Records from a point labeling set:
◇ ◇ ◇
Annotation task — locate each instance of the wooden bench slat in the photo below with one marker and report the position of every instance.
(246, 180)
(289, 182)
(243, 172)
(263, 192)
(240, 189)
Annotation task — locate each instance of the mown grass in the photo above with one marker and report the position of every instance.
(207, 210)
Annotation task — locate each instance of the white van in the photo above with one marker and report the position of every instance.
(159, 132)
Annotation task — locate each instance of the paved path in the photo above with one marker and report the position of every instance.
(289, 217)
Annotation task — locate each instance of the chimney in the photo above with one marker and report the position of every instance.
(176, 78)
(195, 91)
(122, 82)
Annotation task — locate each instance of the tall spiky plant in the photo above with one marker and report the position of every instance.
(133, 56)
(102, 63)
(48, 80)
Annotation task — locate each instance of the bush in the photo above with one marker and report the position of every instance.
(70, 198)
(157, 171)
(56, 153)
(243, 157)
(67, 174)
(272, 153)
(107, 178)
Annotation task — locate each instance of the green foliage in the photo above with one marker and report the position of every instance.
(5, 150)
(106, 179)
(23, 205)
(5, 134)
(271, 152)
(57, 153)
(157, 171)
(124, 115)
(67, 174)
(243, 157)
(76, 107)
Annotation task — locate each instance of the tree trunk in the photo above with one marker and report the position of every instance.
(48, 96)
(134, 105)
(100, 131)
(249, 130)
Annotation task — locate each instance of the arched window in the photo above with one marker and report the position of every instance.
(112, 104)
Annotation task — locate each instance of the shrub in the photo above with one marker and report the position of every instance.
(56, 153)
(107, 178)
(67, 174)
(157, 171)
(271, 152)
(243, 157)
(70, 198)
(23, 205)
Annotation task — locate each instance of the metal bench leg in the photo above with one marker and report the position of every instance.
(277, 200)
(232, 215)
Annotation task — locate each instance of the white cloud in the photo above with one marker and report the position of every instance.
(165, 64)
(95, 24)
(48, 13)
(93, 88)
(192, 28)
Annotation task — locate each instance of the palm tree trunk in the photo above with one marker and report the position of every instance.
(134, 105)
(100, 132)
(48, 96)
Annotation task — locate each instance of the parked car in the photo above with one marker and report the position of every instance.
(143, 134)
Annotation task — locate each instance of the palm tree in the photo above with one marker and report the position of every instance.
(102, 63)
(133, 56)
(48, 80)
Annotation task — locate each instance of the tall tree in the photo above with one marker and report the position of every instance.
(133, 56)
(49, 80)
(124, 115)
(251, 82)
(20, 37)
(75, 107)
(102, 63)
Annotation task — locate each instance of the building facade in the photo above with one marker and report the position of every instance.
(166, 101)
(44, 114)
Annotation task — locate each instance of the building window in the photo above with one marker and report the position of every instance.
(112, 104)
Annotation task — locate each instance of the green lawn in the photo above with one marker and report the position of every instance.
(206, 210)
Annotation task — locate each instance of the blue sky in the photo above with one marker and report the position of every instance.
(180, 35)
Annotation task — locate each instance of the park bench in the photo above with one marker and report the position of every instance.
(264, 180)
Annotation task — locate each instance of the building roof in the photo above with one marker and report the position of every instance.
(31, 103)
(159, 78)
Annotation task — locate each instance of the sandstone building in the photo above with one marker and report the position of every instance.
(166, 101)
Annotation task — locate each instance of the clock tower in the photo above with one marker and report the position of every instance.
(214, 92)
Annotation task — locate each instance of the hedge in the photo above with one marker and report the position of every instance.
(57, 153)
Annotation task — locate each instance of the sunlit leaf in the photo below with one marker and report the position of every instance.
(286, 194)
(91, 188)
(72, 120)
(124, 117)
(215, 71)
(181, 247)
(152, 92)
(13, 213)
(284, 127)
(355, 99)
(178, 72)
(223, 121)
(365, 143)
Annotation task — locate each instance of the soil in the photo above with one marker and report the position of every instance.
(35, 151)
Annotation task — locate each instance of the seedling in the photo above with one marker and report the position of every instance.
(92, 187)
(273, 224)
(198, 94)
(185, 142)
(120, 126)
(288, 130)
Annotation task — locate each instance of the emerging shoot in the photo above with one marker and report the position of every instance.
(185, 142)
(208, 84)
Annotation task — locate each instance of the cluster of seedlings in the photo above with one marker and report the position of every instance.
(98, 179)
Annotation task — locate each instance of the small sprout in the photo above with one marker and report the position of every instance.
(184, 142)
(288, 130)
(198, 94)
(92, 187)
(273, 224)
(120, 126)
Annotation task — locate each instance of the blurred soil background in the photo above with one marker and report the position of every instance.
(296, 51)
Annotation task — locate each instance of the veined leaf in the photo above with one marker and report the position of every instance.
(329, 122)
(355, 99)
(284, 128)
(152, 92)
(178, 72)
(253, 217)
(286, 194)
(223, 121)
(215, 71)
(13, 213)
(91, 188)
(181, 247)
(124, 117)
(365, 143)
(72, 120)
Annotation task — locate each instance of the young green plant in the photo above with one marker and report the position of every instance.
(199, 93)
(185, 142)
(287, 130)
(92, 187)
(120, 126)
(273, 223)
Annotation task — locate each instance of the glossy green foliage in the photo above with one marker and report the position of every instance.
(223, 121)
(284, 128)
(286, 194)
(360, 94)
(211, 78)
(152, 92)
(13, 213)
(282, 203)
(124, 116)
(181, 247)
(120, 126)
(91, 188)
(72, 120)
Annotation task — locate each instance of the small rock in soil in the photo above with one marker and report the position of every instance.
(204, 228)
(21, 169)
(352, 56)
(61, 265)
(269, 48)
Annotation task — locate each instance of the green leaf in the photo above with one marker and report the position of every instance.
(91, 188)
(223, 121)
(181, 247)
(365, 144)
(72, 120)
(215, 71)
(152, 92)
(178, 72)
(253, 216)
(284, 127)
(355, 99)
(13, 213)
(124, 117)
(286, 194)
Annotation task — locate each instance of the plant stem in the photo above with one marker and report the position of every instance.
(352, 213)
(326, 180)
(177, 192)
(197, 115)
◇ ◇ ◇
▶ [PROBLEM TO SOLVE]: Reproduce the listing above verbatim, from first line to last.

▶ [SOLUTION TO THE EXERCISE]:
Annotation task — locate each instance of the wooden bench slat in the photo below with one marker and report the position of every instance.
(246, 180)
(289, 182)
(243, 172)
(263, 192)
(240, 189)
Annotation task — locate each instance of the mown grass in the photo above with one marker and report the position of every instance.
(207, 210)
Annotation task — locate each instance of the white van in the photo above with one marker and report the position of every instance.
(159, 132)
Annotation task — locate each instance of the paved path in the photo above with one marker and report the position of every instance.
(289, 217)
Annotation task — locate each instance of the chimney in the photo above with one marker and report the position of every instance.
(176, 78)
(195, 91)
(122, 82)
Annotation task — locate each instance of the tall spiky plant in the photo above with one marker and report the position of every instance.
(133, 56)
(102, 63)
(48, 80)
Annotation task — locate each instance of the bush in the photo above with one marker and report the position of every instance.
(70, 198)
(157, 171)
(56, 153)
(243, 157)
(67, 174)
(272, 153)
(107, 178)
Annotation task — locate each instance of the green foliage in the photo above with one marker and report the position of every instance.
(5, 150)
(106, 179)
(23, 205)
(5, 134)
(271, 152)
(57, 153)
(157, 171)
(124, 115)
(67, 174)
(243, 157)
(76, 107)
Annotation task — locate each instance of the tree trunk in the photo above with one marker and report the position of every instance.
(48, 96)
(134, 105)
(100, 131)
(249, 130)
Annotation task — locate each instance of the arched window in the photo above with one marker and report the position of every instance.
(112, 104)
Annotation task — locate each instance of the shrub in the photo above with one marker and report the position of every instance.
(56, 153)
(107, 178)
(67, 174)
(157, 171)
(271, 152)
(243, 157)
(70, 198)
(23, 205)
Annotation task — locate each instance of the metal bench leg in the photo above with one marker and report the position of every instance.
(277, 200)
(232, 215)
Annotation task — locate each instance of the white cloud in the photo above with one marker and report the position of every instance.
(165, 64)
(95, 24)
(48, 13)
(93, 88)
(192, 28)
Annotation task — locate each instance of the palm tree trunk in the photo above with one marker and report the position of every instance.
(134, 105)
(100, 132)
(48, 96)
Annotation task — locate each instance of the parked car in the photo above with one marker and report the position of every instance.
(143, 134)
Annotation task — locate each instance of the palm tree in the photo above with one marker and report the position of every instance.
(102, 63)
(133, 56)
(48, 80)
Annotation task — locate each instance of the tall tree in the photo above with one marker and report the position of every instance.
(133, 56)
(49, 80)
(124, 115)
(251, 82)
(20, 37)
(75, 107)
(102, 63)
Annotation task — locate each instance of the building facade in the photo above with one marker and report the position of every instance.
(166, 101)
(44, 114)
Annotation task — locate each instance of the building window in the photo above with one marker and report the position of every instance.
(112, 104)
Annotation task — locate each instance of the green lawn in the photo above with one marker and report the position of every instance.
(206, 210)
Annotation task — locate each instance of the blue sky in the photo above with one marker and report the position of every instance.
(180, 35)
Annotation task — locate each instance of the park bench in the photo above with one marker and report the position of every instance.
(264, 180)
Annotation task — locate each instance of the building roof in the photo above with one marker and report the position of every instance.
(31, 103)
(159, 78)
Annotation task — locate each instance of the sandstone building in the photo above with one marker and report the position of every instance.
(166, 101)
Annotation task — locate each instance of the clock tower in the photo above with one marker and report the position of every instance.
(214, 92)
Annotation task — locate each instance of the hedge in the photo above with one marker and report the position of every instance.
(57, 153)
Annotation task — locate each instance of the sunlit leaf in the photo below with one marker and report the position of every instance.
(286, 194)
(91, 188)
(72, 120)
(124, 117)
(215, 71)
(181, 247)
(152, 92)
(13, 213)
(284, 127)
(355, 99)
(178, 72)
(223, 121)
(365, 143)
Annotation task — locate each instance of the soil in the photo above with one marker and report the position of every instance.
(35, 151)
Annotation task — locate each instance of the seedling in the photo above with one marker and report the position of every instance.
(92, 187)
(273, 224)
(198, 94)
(185, 142)
(120, 126)
(288, 130)
Annotation task — locate each instance of the emerging shoot in the photo above with one marker and report the position of every instance.
(185, 142)
(208, 84)
Annotation task — locate each instance of the cluster of seedlings in the photo above with one marker and report the position of every instance.
(98, 179)
Annotation task — locate each instance of the small sprout in the photo above with one marker and report the position of every instance.
(184, 142)
(288, 130)
(198, 94)
(92, 187)
(273, 224)
(120, 126)
Annotation task — locate each instance of the blurred soil background in the photo above with one marker and report the position of every instance.
(296, 51)
Annotation task — locate each instance of the veined leaf in the photo above with one marker and report the position of every instance.
(329, 122)
(355, 99)
(284, 128)
(152, 92)
(178, 72)
(253, 217)
(286, 194)
(223, 121)
(215, 71)
(13, 213)
(91, 188)
(181, 247)
(124, 117)
(365, 143)
(72, 120)
Annotation task — locate each instance of the young green plant in the photo above with one marker and report the position of every instance.
(199, 93)
(185, 142)
(287, 130)
(92, 187)
(120, 126)
(273, 223)
Annotation task — locate each instance of the glossy green foliage in the photo above with one marker and report the position of every instance.
(223, 121)
(284, 128)
(286, 194)
(360, 94)
(211, 78)
(152, 92)
(13, 213)
(282, 203)
(124, 116)
(181, 247)
(120, 126)
(91, 188)
(72, 120)
Annotation task — locate each instance of the small rock in soil in the photo above with one marker and report the position of every instance.
(204, 228)
(21, 169)
(352, 56)
(61, 265)
(269, 48)
Annotation task — locate each instance of the green leaf in the photo above with one marker and report the position of every instance.
(91, 188)
(223, 121)
(181, 247)
(365, 144)
(72, 120)
(215, 71)
(152, 92)
(178, 72)
(253, 216)
(284, 127)
(355, 99)
(13, 213)
(124, 117)
(286, 194)
Annotation task — locate each instance of the plant stem in the photo above with one marker and report the position of every instance.
(352, 213)
(326, 180)
(177, 192)
(197, 115)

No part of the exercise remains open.